_EXTRACT PROVIDED_
■ ■ ■

# Do cannister filters start by themselves after power outages?



## The Baron (Aug 25, 2009)

AS the title states, will a cannister filter start pumping again after power outage, or will it have to be primed again?

Can the motor burn out of it doesnt start by itself?

Thanks,.

Dan


----------



## gucci17 (Oct 11, 2007)

Far as I know, canisters keep their prime and will start working as soon as the power kicks back on. That's assuming your water level doesn't drop and break the syphon.


----------



## AquariAM (Jan 28, 2010)

canisters are the most power outage safe filter there is. 2x2213 and 1 2215 never failed... after many years. Never heard of one failing to start. It has constant water pressure against the motor- there's a gravity syphon into it all the time.


----------



## The Baron (Aug 25, 2009)

Thank you all, thats good to know.

Dan


----------



## igor.kanshyn (Jan 14, 2010)

I have to pump out air from canister filter tubes after each restart. Sometimes it is quite an issue.
I think it happens to me because (1) my hoses sag and (2) I inject CO2 into intake, which adds even more air into filter.

■ ■ ■

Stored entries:
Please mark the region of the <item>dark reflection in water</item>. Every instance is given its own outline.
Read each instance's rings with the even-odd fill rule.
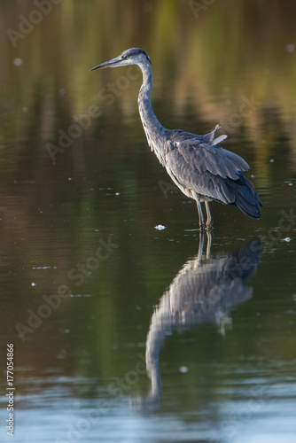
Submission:
[[[217,325],[225,335],[231,324],[229,310],[252,297],[246,280],[256,274],[261,256],[261,242],[253,238],[236,253],[211,255],[212,234],[207,231],[206,256],[203,256],[205,234],[200,233],[199,253],[186,261],[160,299],[152,317],[146,340],[146,368],[151,378],[147,397],[138,405],[143,410],[159,408],[161,376],[159,354],[166,337],[202,323]]]

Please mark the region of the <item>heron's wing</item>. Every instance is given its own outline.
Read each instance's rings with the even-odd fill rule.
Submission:
[[[168,140],[166,162],[168,174],[181,187],[226,205],[235,202],[239,188],[251,205],[256,204],[255,191],[250,192],[249,184],[253,187],[240,172],[249,166],[230,151],[199,139]]]
[[[247,171],[250,167],[239,155],[230,152],[199,139],[185,139],[182,141],[168,141],[167,153],[171,158],[179,159],[178,164],[188,165],[192,171],[204,174],[208,171],[213,175],[222,178],[238,178],[238,171]]]

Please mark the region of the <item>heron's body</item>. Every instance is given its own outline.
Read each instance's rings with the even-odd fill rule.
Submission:
[[[151,63],[143,50],[129,49],[93,69],[125,65],[138,65],[142,70],[138,106],[148,144],[173,182],[187,197],[196,200],[200,228],[205,228],[202,201],[206,205],[207,228],[213,226],[208,206],[213,200],[237,206],[246,215],[259,218],[262,204],[253,183],[242,174],[249,166],[238,155],[217,145],[227,137],[214,138],[219,125],[209,134],[197,136],[181,129],[166,129],[157,120],[151,105]]]

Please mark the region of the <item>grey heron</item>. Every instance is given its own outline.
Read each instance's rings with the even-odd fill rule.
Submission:
[[[151,104],[153,79],[151,61],[144,51],[129,49],[90,71],[127,65],[137,65],[143,73],[138,107],[148,144],[173,182],[187,197],[196,200],[200,229],[206,227],[201,202],[205,202],[209,229],[213,227],[209,209],[213,200],[237,206],[246,215],[259,218],[263,205],[253,184],[242,174],[250,167],[238,155],[218,146],[227,137],[215,137],[219,125],[209,134],[198,136],[181,129],[167,129],[160,123]]]

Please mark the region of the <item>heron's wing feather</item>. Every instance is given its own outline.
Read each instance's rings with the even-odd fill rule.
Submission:
[[[181,187],[226,205],[233,204],[238,194],[245,205],[257,204],[252,183],[240,173],[249,166],[233,152],[199,140],[167,141],[166,160],[168,174]]]

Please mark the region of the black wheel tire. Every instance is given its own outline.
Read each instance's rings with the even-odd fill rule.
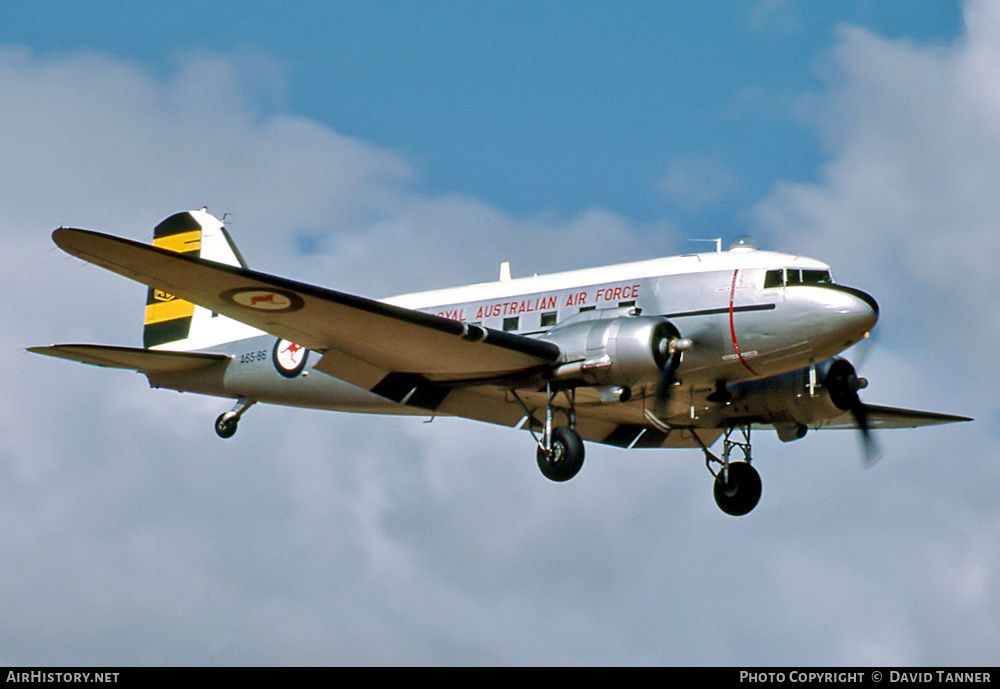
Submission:
[[[729,465],[729,481],[723,483],[722,472],[715,477],[715,504],[728,515],[742,517],[760,502],[760,474],[747,462]]]
[[[239,424],[239,418],[232,417],[227,419],[225,414],[221,414],[219,418],[215,420],[215,432],[220,438],[232,438],[236,435],[236,427]]]
[[[583,440],[571,428],[560,426],[552,431],[552,449],[538,448],[538,468],[550,481],[569,481],[583,466]]]

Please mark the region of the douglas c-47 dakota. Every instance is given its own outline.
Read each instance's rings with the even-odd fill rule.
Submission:
[[[152,246],[69,228],[52,237],[149,288],[144,346],[30,351],[235,399],[215,423],[223,438],[265,402],[523,428],[553,481],[577,474],[585,441],[694,448],[719,507],[743,515],[761,495],[752,429],[792,441],[853,428],[870,463],[873,429],[970,420],[862,402],[867,381],[838,354],[875,326],[875,299],[825,263],[746,237],[728,251],[519,279],[504,264],[497,282],[383,301],[251,270],[204,208],[164,220]]]

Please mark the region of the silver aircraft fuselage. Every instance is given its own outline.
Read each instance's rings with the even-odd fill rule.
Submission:
[[[401,295],[388,304],[472,325],[545,339],[574,319],[620,312],[662,316],[696,346],[684,353],[678,390],[692,398],[720,382],[765,378],[828,359],[874,327],[869,295],[832,281],[827,264],[801,256],[734,248],[507,279]],[[320,409],[426,414],[336,378],[311,372],[306,355],[294,380],[272,361],[274,337],[254,335],[205,347],[233,357],[224,371],[157,374],[154,387]],[[684,394],[678,395],[683,398]],[[677,403],[666,416],[685,413]]]

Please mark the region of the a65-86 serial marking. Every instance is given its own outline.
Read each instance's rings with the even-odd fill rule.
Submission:
[[[240,354],[238,361],[241,364],[253,364],[258,361],[267,360],[268,351],[266,349],[258,349],[255,352],[244,352]]]

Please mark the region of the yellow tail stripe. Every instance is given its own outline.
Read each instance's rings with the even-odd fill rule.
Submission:
[[[179,254],[198,251],[201,249],[201,230],[191,230],[190,232],[159,237],[153,240],[153,246]]]
[[[194,304],[183,299],[148,304],[146,306],[145,325],[172,321],[178,318],[190,318],[194,315]]]

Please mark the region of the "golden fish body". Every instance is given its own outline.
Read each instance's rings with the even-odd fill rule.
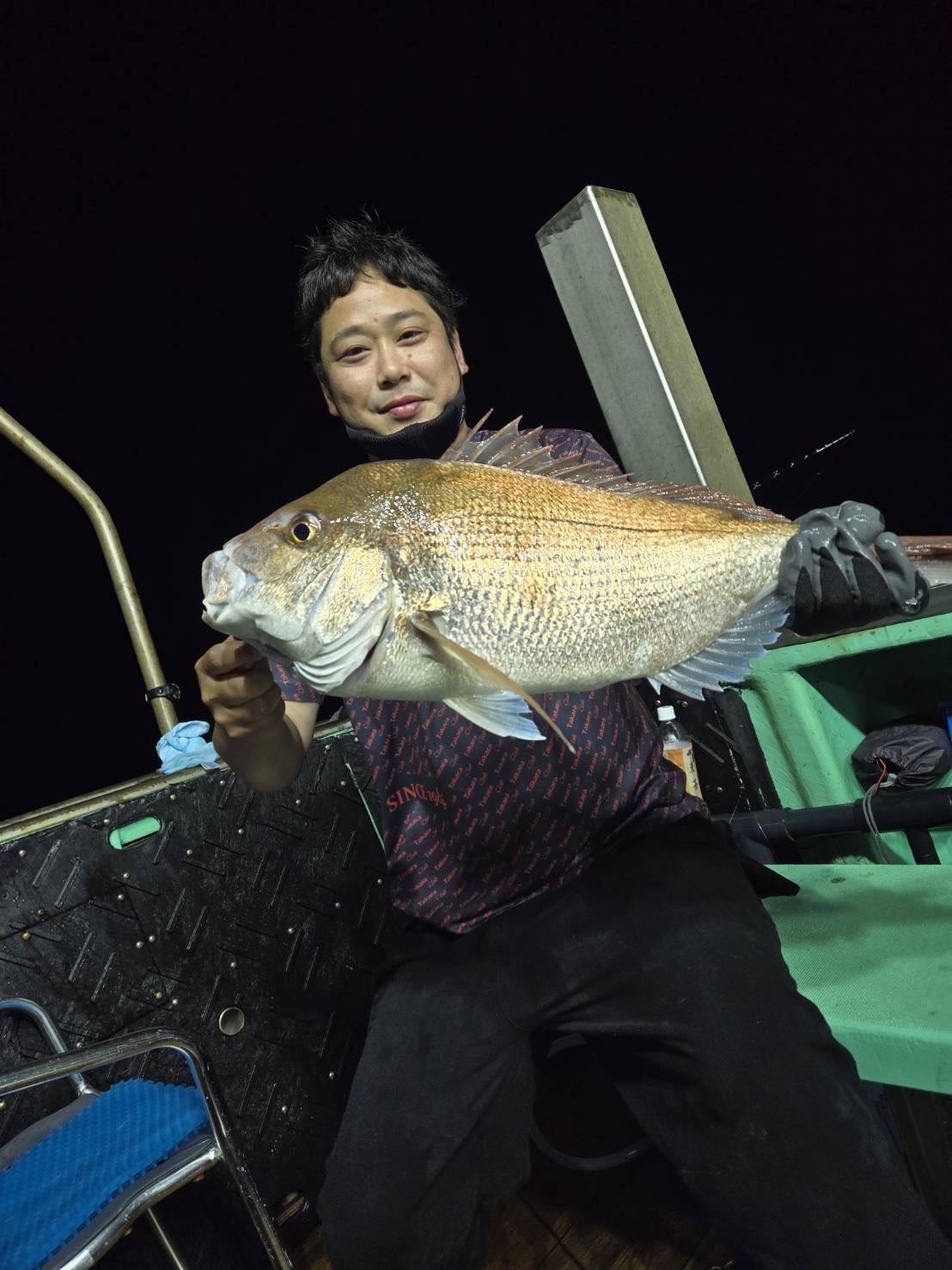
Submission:
[[[501,687],[480,659],[529,693],[655,677],[763,603],[797,526],[631,489],[366,464],[209,558],[206,620],[339,696],[457,705]]]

■ ■ ■

_SET TASK 1_
In the canister filter thread, what condition has to hold for a canister to keep its prime after power returns?
_SET TASK 2_
Explain why the canister filter thread calls canisters the most outage-safe filter.
_SET TASK 3_
Extend the canister filter thread past its final post.

_EXERCISE ANSWER 1_
The water level must not drop and break the siphon.

_EXERCISE ANSWER 2_
A gravity siphon feeds water into the canister at all times, so the motor always has constant water pressure against it. Because of this, it starts again when power comes back, and the poster reports never hearing of one failing to start.

_EXERCISE ANSWER 3_
----------



## crxmaniac (Nov 19, 2008)

igor.kanshyn said:


> I have to pump out air from canister filter tubes after each restart. Sometimes it is quite an issue.
> I think it happens to me because (1) my hoses sag and (2) I inject CO2 into intake, which adds even more air into filter.


Number 2 would be your issue, it's creating a siphon-break


----------



## KhuliLoachFan (Mar 8, 2008)

Yeah. I would not do a CO2-inject into a primary cannister filter inlet. Maybe I would run a small powerhead to drive a CO2 diffusion system.

EHEIMs rule. My fave cannisters are 2215 and 2217. I have one Fluval 304 and would NOT buy another Fluval. I have not tried the Rena cannisters but I hear they are almost as nice as an EHEIM.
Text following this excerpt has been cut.